• [How to complete this task]: The response should consist of every record, reproduced exactly.

• [Records supplied]:

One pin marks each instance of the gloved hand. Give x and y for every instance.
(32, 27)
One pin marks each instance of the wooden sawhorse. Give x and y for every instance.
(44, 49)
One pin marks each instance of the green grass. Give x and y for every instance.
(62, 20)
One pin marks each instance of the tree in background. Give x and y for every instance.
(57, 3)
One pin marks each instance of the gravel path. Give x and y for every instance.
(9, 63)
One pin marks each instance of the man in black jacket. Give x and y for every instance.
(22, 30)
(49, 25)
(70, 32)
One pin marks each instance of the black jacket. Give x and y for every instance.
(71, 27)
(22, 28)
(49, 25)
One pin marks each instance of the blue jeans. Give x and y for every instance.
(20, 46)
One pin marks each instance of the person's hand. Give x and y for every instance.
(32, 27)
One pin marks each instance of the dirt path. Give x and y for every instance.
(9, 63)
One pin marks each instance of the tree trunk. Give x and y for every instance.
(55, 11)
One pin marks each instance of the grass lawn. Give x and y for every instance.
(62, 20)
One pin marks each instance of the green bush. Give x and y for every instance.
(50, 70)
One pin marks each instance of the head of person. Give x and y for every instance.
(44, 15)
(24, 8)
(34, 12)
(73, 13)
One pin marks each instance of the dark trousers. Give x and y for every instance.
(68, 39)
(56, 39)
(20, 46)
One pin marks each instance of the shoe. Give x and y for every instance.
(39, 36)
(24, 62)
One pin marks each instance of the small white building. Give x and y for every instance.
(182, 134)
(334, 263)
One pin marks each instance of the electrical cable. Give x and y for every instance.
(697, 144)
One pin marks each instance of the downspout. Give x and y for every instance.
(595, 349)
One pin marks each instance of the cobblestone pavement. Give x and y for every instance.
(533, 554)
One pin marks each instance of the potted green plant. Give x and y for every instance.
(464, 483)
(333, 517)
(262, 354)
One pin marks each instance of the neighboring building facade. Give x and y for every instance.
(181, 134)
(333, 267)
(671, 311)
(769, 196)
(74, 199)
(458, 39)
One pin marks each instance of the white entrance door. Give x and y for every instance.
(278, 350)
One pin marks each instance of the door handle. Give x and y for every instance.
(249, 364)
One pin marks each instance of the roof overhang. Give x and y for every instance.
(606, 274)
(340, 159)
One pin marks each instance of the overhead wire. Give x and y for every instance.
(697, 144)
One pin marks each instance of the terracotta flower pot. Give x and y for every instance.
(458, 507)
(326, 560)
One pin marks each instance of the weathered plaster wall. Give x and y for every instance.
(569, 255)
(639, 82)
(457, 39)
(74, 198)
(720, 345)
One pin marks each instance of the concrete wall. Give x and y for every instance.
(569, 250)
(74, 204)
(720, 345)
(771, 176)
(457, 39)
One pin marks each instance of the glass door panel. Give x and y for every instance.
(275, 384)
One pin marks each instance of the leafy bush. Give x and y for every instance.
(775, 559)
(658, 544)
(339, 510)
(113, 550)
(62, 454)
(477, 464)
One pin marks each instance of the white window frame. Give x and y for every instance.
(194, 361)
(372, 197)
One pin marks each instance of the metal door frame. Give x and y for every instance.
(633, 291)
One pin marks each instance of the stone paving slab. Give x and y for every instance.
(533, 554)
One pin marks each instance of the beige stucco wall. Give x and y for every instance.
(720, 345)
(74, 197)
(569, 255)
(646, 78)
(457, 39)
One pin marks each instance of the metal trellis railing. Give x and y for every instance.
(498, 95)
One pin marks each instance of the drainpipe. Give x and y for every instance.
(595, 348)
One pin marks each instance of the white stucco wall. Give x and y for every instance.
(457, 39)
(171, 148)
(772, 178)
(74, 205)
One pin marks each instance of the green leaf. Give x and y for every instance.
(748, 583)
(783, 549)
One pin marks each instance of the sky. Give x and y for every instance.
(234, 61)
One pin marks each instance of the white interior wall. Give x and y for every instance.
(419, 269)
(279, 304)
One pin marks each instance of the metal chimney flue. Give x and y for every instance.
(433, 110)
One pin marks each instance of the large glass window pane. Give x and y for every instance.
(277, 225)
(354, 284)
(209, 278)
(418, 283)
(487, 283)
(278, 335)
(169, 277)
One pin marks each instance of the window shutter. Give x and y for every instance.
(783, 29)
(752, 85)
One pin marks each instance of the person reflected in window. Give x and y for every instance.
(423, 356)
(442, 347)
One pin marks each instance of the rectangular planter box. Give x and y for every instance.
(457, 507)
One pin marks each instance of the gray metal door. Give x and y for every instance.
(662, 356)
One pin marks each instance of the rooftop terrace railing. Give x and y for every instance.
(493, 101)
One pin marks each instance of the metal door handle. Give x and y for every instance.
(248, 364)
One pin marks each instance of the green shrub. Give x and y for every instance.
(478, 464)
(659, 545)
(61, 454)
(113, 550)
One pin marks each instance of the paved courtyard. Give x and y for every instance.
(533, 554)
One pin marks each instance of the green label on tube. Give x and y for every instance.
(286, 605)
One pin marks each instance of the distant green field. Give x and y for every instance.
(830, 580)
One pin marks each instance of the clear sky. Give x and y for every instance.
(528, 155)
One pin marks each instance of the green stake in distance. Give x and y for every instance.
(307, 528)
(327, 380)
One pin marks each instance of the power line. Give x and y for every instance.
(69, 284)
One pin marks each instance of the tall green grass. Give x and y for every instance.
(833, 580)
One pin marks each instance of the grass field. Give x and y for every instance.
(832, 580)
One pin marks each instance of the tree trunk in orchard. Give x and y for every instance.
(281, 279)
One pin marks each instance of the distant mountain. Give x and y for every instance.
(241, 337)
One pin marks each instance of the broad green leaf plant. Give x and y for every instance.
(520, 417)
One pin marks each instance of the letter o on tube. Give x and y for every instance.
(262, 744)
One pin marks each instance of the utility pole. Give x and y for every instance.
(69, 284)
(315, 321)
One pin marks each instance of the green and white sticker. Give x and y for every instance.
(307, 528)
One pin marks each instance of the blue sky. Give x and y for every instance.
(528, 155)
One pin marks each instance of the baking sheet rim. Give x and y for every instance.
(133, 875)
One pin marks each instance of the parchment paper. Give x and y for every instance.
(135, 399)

• [Response area]:
One pin marks each instance of the gloved hand. Give x and y for every instance.
(32, 27)
One pin marks each instance of the wooden sawhorse. Give x and y for every instance.
(44, 49)
One pin marks each instance of the green grass. Give x and y for every instance.
(62, 20)
One pin marks each instance of the tree in background. Give x and y for every instance.
(57, 3)
One pin marks each instance of the gravel path. Give x and y for every instance.
(9, 63)
One pin marks each instance of the man in black jacket. Give x and y for every instance.
(22, 30)
(49, 25)
(70, 32)
One pin marks each instance of the black jacket. Give x and y for every instance.
(71, 27)
(22, 28)
(49, 25)
One pin marks each instance of the blue jeans. Give x and y for every instance.
(20, 46)
One pin marks each instance of the person's hand. Give x and y for every instance.
(32, 27)
One pin marks each instance of the dirt path. Give x and y for every instance.
(9, 63)
One pin marks each instance of the tree trunk. Give x and y for every instance.
(55, 11)
One pin marks each instance of the grass lawn. Give x and y for every instance.
(62, 20)
One pin marks each instance of the green bush. Give x and y for every instance.
(50, 70)
One pin marks each instance of the head of person. Give x and y for every instance.
(44, 15)
(24, 8)
(34, 12)
(73, 13)
One pin marks each instance of the dark trousers. Give x and y for every instance.
(68, 39)
(56, 39)
(20, 46)
One pin marks each instance of the shoe. Give x and y for every instance.
(39, 36)
(24, 62)
One pin marks each instance of the small white building. Give x and y for every instance.
(182, 134)
(334, 263)
One pin marks each instance of the electrical cable. Give x and y for every instance.
(697, 144)
One pin marks each instance of the downspout. Give x and y for every instance.
(595, 349)
One pin marks each instance of the cobblestone pavement. Give x and y for every instance.
(533, 554)
One pin marks each instance of the potted green plant. Give x and y for every instance.
(464, 483)
(333, 517)
(262, 354)
One pin marks each instance of the neighboring building facade. Give x and y for every instance.
(181, 134)
(333, 267)
(671, 311)
(769, 196)
(74, 199)
(458, 39)
One pin marks each instance of the white entrance door. Give x and y for every instance.
(278, 350)
One pin marks each instance of the door handle. Give x and y for every instance.
(249, 364)
One pin marks each instance of the roof overhang. Give x and y for every instance.
(606, 274)
(340, 159)
One pin marks each instance of the overhead wire. Give x and y for every instance.
(697, 144)
One pin marks each instance of the terracotta flower pot. Give x and y for every instance.
(458, 507)
(326, 560)
One pin marks each instance of the weathered plaster wall. Give x and y for every instance.
(569, 255)
(639, 82)
(457, 39)
(74, 198)
(720, 345)
One pin marks each instance of the concrete wall. Give x and y for every instance.
(569, 250)
(74, 204)
(720, 345)
(771, 176)
(457, 39)
One pin marks each instance of the glass door panel. Give x and y for every instance.
(275, 384)
One pin marks each instance of the leafy bush. Give x and y for every instance.
(775, 559)
(658, 544)
(339, 510)
(113, 550)
(62, 454)
(477, 464)
One pin marks each instance of the white window frame. Give x and y for every instance.
(194, 361)
(372, 197)
One pin marks each instance of the metal door frame. Give x and y for every instance.
(633, 291)
One pin marks each instance of the stone paving slab. Give x and y for every instance.
(533, 554)
One pin marks each instance of the beige stucco wall. Give x and y for every instance.
(720, 345)
(74, 197)
(569, 255)
(646, 78)
(457, 39)
One pin marks each instance of the metal trellis railing. Give x and y for every instance.
(498, 95)
One pin marks each instance of the drainpipe. Give x and y for every instance.
(595, 348)
One pin marks each instance of the white stucco wall. Give x and y for every instance.
(457, 39)
(171, 148)
(772, 178)
(74, 205)
One pin marks each instance of the green leaf. Give x and y for every instance.
(748, 583)
(783, 549)
One pin marks each instance of the sky. Give x and y for every instance.
(234, 61)
One pin marks each instance of the white interior wall. Give x and y for every instance.
(419, 269)
(279, 304)
One pin marks each instance of the metal chimney flue. Give x and y for every instance.
(433, 110)
One pin marks each instance of the large glass window pane. Give x and y for every instance.
(277, 225)
(354, 284)
(209, 278)
(418, 283)
(487, 283)
(278, 335)
(169, 277)
One pin marks each instance of the window shutter. Give x and y for every instance.
(783, 29)
(752, 85)
One pin marks each instance of the person reflected in window. Give x and y for every instance.
(423, 356)
(442, 347)
One pin marks each instance of the rectangular planter box. Give x and y for every instance.
(457, 507)
One pin marks each instance of the gray metal door. Give x and y for every instance.
(662, 356)
One pin marks each instance of the rooftop terrace railing. Give x and y for every instance.
(493, 101)
One pin marks each instance of the metal door handle. Give x and y for every instance.
(248, 364)
One pin marks each instance of the green shrub. Give x and y for every instance.
(478, 464)
(659, 545)
(61, 454)
(113, 550)
One pin marks each instance of the paved courtyard. Give x and y for every instance.
(533, 554)
One pin marks each instance of the green label on tube. Give x and y for every instance.
(286, 605)
One pin marks each instance of the distant green field. Give x and y for every instance.
(830, 580)
One pin marks each instance of the clear sky. Give x and y for every instance.
(528, 155)
One pin marks each instance of the green stake in distance. Give x and y for every instance.
(307, 528)
(327, 380)
One pin marks each instance of the power line. Give x and y for every instance.
(69, 284)
One pin marks each instance of the tall green grass. Give x and y for every instance.
(833, 580)
One pin marks each instance of the grass field. Give x and y for every instance.
(832, 580)
One pin marks each instance of the tree trunk in orchard. Give x and y for every instance.
(281, 279)
One pin marks each instance of the distant mountain. Give x and y for every instance.
(241, 337)
One pin marks each instance of the broad green leaf plant. Give x and y for every instance.
(520, 417)
One pin marks each instance of the letter o on tube. Give x and y for every instance.
(262, 744)
One pin marks each instance of the utility pole. Give x and y for every instance.
(69, 284)
(315, 321)
One pin marks each instance of the green and white sticker. Give x and y for every instance.
(307, 528)
One pin marks each instance of the blue sky. Give x and y for every instance.
(528, 155)
One pin marks each instance of the baking sheet rim. Give x and y for every instance.
(133, 875)
One pin marks each instance of the parchment paper. Give x and y for every instance.
(135, 399)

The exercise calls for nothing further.